:: TASK OBJECTIVE ::
Filter the rows below: which lines contain the string "cushion"? Copy each such line in full, and treat uppercase and lowercase as different.

:: SUPPLIED DATA ::

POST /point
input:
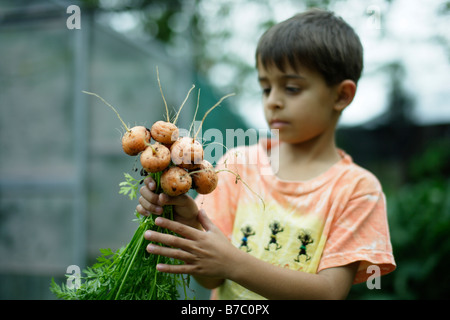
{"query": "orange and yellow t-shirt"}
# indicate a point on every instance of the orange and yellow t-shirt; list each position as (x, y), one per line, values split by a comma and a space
(332, 220)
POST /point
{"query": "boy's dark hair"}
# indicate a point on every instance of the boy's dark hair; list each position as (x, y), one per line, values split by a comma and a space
(317, 40)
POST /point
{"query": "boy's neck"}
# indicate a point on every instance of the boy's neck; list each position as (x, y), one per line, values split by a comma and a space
(307, 160)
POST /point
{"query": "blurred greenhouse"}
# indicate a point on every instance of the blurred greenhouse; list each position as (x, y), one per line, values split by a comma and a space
(59, 173)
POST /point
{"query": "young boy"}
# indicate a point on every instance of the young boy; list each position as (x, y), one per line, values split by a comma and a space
(322, 221)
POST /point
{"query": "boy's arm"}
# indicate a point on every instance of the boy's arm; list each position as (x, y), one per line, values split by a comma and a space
(210, 258)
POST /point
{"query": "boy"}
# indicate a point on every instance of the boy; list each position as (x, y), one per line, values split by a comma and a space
(323, 221)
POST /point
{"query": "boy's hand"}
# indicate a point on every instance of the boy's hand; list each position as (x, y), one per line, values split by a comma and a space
(207, 254)
(185, 208)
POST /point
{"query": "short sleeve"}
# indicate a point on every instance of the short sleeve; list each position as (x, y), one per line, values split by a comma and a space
(361, 233)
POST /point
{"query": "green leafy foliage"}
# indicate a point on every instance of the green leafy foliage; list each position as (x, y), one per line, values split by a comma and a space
(130, 272)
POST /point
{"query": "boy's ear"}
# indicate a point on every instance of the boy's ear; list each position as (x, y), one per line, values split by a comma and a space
(346, 91)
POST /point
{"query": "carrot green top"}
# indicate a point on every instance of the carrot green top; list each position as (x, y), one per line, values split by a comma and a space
(332, 220)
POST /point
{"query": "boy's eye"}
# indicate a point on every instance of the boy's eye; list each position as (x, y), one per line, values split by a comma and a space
(266, 91)
(293, 90)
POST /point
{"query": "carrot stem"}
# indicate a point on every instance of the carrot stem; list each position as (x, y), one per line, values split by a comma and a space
(109, 105)
(185, 99)
(211, 109)
(162, 94)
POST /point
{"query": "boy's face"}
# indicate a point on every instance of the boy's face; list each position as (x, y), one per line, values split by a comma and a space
(297, 103)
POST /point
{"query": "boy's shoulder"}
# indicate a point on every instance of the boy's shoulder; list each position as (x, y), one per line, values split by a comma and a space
(358, 176)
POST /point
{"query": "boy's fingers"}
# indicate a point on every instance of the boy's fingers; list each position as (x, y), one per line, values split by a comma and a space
(148, 181)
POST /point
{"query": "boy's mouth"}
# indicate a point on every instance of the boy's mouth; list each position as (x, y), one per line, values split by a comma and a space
(278, 124)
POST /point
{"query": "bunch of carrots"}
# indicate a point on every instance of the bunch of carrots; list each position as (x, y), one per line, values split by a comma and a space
(177, 165)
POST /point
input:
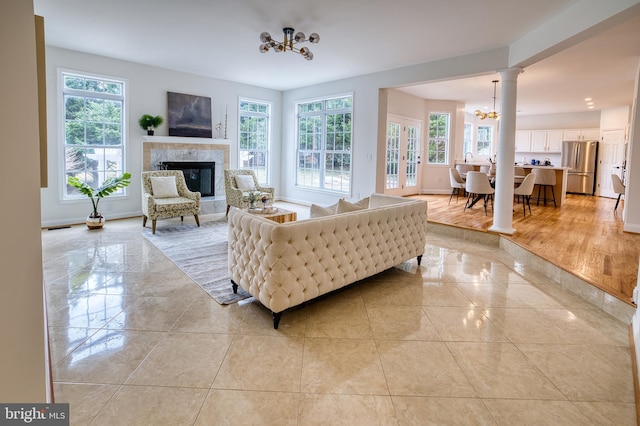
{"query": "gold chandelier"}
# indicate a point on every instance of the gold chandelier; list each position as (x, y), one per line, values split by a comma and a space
(493, 114)
(290, 40)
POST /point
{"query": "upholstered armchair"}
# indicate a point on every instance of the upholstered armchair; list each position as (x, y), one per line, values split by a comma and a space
(236, 193)
(165, 194)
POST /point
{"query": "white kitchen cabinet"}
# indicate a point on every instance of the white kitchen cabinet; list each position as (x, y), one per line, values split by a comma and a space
(581, 134)
(554, 141)
(546, 140)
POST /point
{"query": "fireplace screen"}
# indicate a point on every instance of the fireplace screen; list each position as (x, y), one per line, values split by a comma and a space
(200, 176)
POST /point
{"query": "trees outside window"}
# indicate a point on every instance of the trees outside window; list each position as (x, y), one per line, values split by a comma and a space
(324, 144)
(254, 145)
(439, 124)
(93, 114)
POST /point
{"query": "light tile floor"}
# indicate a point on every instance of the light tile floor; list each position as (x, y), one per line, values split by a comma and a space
(463, 339)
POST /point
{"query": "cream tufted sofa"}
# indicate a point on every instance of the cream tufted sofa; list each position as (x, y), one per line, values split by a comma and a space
(284, 265)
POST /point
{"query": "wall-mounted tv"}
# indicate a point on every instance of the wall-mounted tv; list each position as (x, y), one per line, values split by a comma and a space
(189, 115)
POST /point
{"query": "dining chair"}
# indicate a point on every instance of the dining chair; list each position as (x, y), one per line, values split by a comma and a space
(457, 184)
(618, 188)
(545, 178)
(478, 187)
(524, 190)
(463, 169)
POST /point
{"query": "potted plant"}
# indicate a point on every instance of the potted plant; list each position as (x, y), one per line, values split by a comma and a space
(149, 122)
(95, 220)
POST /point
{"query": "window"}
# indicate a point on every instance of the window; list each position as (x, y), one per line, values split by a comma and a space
(466, 145)
(439, 138)
(255, 120)
(324, 144)
(485, 136)
(93, 130)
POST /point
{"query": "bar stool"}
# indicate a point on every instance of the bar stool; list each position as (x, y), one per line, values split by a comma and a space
(544, 179)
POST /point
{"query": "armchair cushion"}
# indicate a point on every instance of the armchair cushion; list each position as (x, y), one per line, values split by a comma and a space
(164, 186)
(245, 183)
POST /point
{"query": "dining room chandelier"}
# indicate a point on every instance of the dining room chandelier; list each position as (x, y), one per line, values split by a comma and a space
(289, 43)
(493, 114)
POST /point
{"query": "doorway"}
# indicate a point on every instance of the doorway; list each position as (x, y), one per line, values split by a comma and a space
(402, 155)
(611, 159)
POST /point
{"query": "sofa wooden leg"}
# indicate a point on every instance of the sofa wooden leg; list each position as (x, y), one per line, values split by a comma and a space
(276, 319)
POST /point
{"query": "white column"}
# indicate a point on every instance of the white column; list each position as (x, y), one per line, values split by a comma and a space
(503, 206)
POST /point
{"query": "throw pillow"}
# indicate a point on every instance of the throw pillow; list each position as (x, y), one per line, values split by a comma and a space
(164, 186)
(319, 211)
(345, 206)
(245, 183)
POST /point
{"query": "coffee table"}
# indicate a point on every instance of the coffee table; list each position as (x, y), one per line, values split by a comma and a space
(279, 215)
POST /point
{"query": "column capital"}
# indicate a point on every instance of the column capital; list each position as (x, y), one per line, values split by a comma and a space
(510, 73)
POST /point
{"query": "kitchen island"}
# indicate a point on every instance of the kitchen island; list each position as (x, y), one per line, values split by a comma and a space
(560, 189)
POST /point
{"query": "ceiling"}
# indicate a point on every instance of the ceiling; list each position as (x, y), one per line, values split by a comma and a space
(220, 39)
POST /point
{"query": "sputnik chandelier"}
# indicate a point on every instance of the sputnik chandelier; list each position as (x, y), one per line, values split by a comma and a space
(290, 40)
(493, 114)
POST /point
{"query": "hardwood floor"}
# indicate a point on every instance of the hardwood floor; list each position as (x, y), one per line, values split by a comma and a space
(583, 237)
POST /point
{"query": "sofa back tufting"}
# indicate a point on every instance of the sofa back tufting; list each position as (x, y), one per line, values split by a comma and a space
(284, 265)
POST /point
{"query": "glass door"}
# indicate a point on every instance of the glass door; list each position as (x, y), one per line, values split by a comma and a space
(402, 156)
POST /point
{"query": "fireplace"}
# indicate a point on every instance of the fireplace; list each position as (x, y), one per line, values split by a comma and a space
(200, 175)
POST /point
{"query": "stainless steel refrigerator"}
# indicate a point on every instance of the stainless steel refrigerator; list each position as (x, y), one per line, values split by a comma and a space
(581, 157)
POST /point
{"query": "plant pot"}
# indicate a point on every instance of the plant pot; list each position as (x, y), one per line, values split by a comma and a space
(95, 222)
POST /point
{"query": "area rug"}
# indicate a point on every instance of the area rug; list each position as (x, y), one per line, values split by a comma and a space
(201, 253)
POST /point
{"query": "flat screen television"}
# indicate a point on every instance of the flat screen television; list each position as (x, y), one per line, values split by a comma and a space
(189, 115)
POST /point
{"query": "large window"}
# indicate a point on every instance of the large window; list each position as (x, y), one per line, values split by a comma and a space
(255, 120)
(93, 130)
(439, 138)
(466, 145)
(324, 144)
(485, 137)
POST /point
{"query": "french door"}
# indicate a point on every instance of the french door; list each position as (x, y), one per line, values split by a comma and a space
(402, 156)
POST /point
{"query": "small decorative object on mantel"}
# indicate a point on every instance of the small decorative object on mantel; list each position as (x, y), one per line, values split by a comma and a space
(95, 220)
(149, 123)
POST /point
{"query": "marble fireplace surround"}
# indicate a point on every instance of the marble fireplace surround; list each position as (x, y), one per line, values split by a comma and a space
(158, 149)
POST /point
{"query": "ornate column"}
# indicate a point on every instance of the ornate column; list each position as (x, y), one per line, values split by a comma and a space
(503, 203)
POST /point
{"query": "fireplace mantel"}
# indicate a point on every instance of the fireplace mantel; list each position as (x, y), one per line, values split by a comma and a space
(158, 149)
(179, 139)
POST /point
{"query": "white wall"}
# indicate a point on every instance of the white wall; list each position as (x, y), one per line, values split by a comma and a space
(23, 374)
(147, 94)
(576, 120)
(632, 197)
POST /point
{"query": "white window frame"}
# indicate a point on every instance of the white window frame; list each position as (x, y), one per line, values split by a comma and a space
(446, 138)
(267, 150)
(63, 92)
(492, 130)
(321, 150)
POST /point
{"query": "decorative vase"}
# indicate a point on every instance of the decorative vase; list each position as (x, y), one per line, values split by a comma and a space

:: WRITTEN SOLUTION ::
{"query": "armchair cushion"}
# indicate a point on every instance of the armchair cushion; list each position as (x, y), one per line, values split by a comma and a space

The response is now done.